(Labeled region records)

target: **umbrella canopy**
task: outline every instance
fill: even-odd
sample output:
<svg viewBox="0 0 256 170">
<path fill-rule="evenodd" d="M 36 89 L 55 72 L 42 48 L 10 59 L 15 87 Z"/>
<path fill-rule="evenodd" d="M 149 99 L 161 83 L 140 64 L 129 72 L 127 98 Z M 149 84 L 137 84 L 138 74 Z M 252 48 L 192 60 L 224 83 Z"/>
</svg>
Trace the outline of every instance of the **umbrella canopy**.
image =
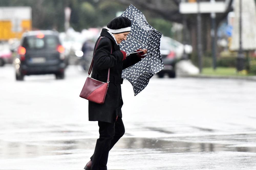
<svg viewBox="0 0 256 170">
<path fill-rule="evenodd" d="M 122 42 L 120 48 L 127 53 L 140 48 L 147 49 L 146 56 L 122 73 L 122 78 L 132 84 L 136 96 L 147 86 L 151 78 L 164 68 L 160 50 L 162 33 L 149 24 L 143 14 L 131 4 L 121 16 L 130 19 L 132 26 L 127 40 Z"/>
</svg>

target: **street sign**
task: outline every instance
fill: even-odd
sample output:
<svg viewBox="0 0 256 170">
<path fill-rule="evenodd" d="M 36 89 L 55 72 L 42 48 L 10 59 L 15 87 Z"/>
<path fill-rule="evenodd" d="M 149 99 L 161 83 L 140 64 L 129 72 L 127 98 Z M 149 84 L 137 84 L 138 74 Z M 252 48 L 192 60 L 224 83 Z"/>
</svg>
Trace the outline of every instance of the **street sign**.
<svg viewBox="0 0 256 170">
<path fill-rule="evenodd" d="M 226 9 L 224 2 L 201 2 L 199 5 L 200 13 L 222 13 Z M 181 14 L 197 14 L 198 12 L 197 3 L 181 2 L 179 4 L 179 12 Z"/>
</svg>

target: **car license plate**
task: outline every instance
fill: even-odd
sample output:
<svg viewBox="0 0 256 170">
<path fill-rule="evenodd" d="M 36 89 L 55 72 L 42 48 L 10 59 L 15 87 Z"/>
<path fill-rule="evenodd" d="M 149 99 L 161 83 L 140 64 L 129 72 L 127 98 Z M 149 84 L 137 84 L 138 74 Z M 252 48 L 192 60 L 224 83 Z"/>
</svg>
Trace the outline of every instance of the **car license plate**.
<svg viewBox="0 0 256 170">
<path fill-rule="evenodd" d="M 45 62 L 45 58 L 43 57 L 37 57 L 33 58 L 31 62 L 33 63 L 42 63 Z"/>
</svg>

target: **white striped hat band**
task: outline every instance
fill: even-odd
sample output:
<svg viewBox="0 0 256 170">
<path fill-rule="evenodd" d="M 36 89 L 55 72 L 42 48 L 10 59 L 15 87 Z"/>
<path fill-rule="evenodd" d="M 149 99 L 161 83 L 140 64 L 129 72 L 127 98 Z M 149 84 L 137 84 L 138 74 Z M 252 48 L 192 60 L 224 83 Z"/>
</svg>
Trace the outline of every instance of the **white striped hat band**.
<svg viewBox="0 0 256 170">
<path fill-rule="evenodd" d="M 118 34 L 122 32 L 129 32 L 131 31 L 131 27 L 126 27 L 126 28 L 120 28 L 117 30 L 112 30 L 108 28 L 109 31 L 112 34 Z"/>
</svg>

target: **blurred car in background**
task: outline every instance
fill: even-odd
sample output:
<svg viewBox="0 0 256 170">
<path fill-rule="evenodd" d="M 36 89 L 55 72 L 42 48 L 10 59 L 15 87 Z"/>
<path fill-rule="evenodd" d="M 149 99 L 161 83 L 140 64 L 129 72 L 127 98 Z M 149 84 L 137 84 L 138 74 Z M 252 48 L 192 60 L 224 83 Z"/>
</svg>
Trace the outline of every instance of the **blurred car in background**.
<svg viewBox="0 0 256 170">
<path fill-rule="evenodd" d="M 176 77 L 175 65 L 177 62 L 182 59 L 184 50 L 186 54 L 190 54 L 192 47 L 188 45 L 184 45 L 169 37 L 162 37 L 160 42 L 160 53 L 164 68 L 157 73 L 159 77 L 163 78 L 166 74 L 170 78 Z"/>
<path fill-rule="evenodd" d="M 46 74 L 55 74 L 56 79 L 64 79 L 65 51 L 57 31 L 24 33 L 14 62 L 16 80 L 23 80 L 26 75 Z"/>
<path fill-rule="evenodd" d="M 12 53 L 10 50 L 7 43 L 0 44 L 0 67 L 2 67 L 6 63 L 11 63 L 12 62 Z"/>
</svg>

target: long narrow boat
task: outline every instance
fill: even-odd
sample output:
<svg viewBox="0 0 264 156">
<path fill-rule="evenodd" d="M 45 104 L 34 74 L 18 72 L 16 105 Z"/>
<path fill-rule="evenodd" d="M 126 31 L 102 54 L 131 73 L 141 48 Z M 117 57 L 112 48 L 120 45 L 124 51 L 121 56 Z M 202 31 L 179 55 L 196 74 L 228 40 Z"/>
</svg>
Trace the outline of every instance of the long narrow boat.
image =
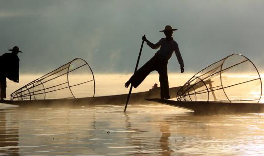
<svg viewBox="0 0 264 156">
<path fill-rule="evenodd" d="M 170 88 L 171 93 L 176 93 L 181 86 Z M 149 91 L 132 93 L 129 102 L 130 104 L 144 102 L 144 98 L 157 98 L 160 97 L 160 88 L 152 89 Z M 76 98 L 49 99 L 40 100 L 4 100 L 1 103 L 20 106 L 50 106 L 70 104 L 85 105 L 92 104 L 125 104 L 128 95 L 100 96 Z M 176 98 L 176 94 L 172 94 L 172 98 Z"/>
<path fill-rule="evenodd" d="M 160 98 L 147 100 L 193 111 L 198 114 L 232 114 L 264 113 L 264 104 L 207 101 L 180 101 Z"/>
</svg>

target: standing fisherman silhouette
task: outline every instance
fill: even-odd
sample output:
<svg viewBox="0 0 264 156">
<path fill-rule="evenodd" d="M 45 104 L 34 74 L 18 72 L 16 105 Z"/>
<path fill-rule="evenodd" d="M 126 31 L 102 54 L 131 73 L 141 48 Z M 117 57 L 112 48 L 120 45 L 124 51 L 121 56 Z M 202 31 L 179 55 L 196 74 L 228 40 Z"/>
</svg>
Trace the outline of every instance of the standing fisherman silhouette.
<svg viewBox="0 0 264 156">
<path fill-rule="evenodd" d="M 6 53 L 0 57 L 0 97 L 2 101 L 6 96 L 6 79 L 15 82 L 19 82 L 19 53 L 22 53 L 19 50 L 18 46 L 14 46 L 12 49 L 9 49 L 12 53 Z"/>
<path fill-rule="evenodd" d="M 180 65 L 181 73 L 184 72 L 183 60 L 180 55 L 178 44 L 172 37 L 173 31 L 176 30 L 173 29 L 170 25 L 166 26 L 164 30 L 160 31 L 164 33 L 166 38 L 162 38 L 156 44 L 153 44 L 149 41 L 146 37 L 142 37 L 143 41 L 146 41 L 147 44 L 152 49 L 156 49 L 159 47 L 160 49 L 150 60 L 131 77 L 125 84 L 125 87 L 128 88 L 131 84 L 134 88 L 137 87 L 151 72 L 156 70 L 159 74 L 160 98 L 162 99 L 170 98 L 167 65 L 168 60 L 171 58 L 174 51 Z"/>
</svg>

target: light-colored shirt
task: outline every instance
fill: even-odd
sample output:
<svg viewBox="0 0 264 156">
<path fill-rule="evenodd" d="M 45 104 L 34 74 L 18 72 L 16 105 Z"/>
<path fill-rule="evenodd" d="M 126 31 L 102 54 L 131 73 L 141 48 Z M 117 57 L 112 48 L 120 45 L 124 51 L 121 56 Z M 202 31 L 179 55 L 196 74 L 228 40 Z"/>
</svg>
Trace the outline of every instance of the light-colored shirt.
<svg viewBox="0 0 264 156">
<path fill-rule="evenodd" d="M 164 57 L 165 58 L 167 59 L 171 58 L 172 54 L 174 51 L 177 57 L 178 62 L 180 65 L 180 67 L 184 67 L 183 60 L 181 58 L 181 55 L 180 55 L 180 52 L 178 46 L 178 43 L 173 40 L 173 39 L 170 41 L 168 41 L 165 38 L 162 38 L 156 44 L 153 44 L 150 41 L 147 41 L 147 44 L 151 48 L 154 49 L 156 49 L 160 47 L 160 49 L 157 52 L 157 53 L 160 54 Z"/>
</svg>

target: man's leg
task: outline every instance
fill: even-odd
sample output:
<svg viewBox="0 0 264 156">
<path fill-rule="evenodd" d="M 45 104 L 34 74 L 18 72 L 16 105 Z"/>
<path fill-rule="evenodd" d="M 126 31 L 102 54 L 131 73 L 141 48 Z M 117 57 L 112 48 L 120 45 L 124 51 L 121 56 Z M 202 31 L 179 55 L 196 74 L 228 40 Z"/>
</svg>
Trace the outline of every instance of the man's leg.
<svg viewBox="0 0 264 156">
<path fill-rule="evenodd" d="M 5 78 L 0 78 L 0 98 L 1 100 L 6 97 L 6 79 Z"/>
<path fill-rule="evenodd" d="M 167 63 L 168 61 L 166 60 L 160 62 L 158 69 L 158 72 L 159 74 L 159 82 L 160 83 L 160 98 L 162 99 L 171 98 L 169 92 Z"/>
<path fill-rule="evenodd" d="M 131 83 L 135 88 L 137 87 L 145 79 L 146 77 L 150 74 L 150 72 L 154 70 L 154 66 L 156 62 L 156 56 L 154 56 L 131 77 L 130 79 L 125 84 L 125 86 L 128 87 L 129 84 Z"/>
</svg>

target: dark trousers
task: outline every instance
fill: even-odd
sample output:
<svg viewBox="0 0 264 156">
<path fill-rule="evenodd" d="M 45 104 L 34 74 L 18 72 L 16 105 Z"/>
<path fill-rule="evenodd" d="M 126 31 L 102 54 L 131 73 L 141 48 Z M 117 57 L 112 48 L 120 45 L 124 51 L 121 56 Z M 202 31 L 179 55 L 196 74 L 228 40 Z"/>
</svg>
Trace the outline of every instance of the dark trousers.
<svg viewBox="0 0 264 156">
<path fill-rule="evenodd" d="M 130 79 L 131 84 L 134 88 L 137 87 L 151 72 L 155 70 L 159 74 L 160 98 L 170 98 L 167 65 L 167 59 L 164 58 L 160 54 L 155 54 L 150 60 L 131 77 Z"/>
<path fill-rule="evenodd" d="M 0 76 L 0 98 L 3 99 L 6 98 L 6 78 L 5 77 Z"/>
</svg>

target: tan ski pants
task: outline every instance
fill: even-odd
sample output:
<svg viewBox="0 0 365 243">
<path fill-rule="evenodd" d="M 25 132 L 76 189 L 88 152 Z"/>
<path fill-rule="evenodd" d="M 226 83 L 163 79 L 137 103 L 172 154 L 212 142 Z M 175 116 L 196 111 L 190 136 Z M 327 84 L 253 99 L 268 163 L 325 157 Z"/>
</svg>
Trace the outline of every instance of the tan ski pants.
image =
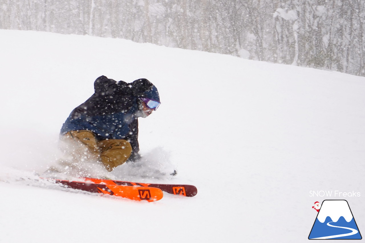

▸ **Work required**
Return every line above that contains the string "colored", matching case exactly.

▸ **Output below**
target: light-colored shirt
Trace the outline of every instance of the light-colored shirt.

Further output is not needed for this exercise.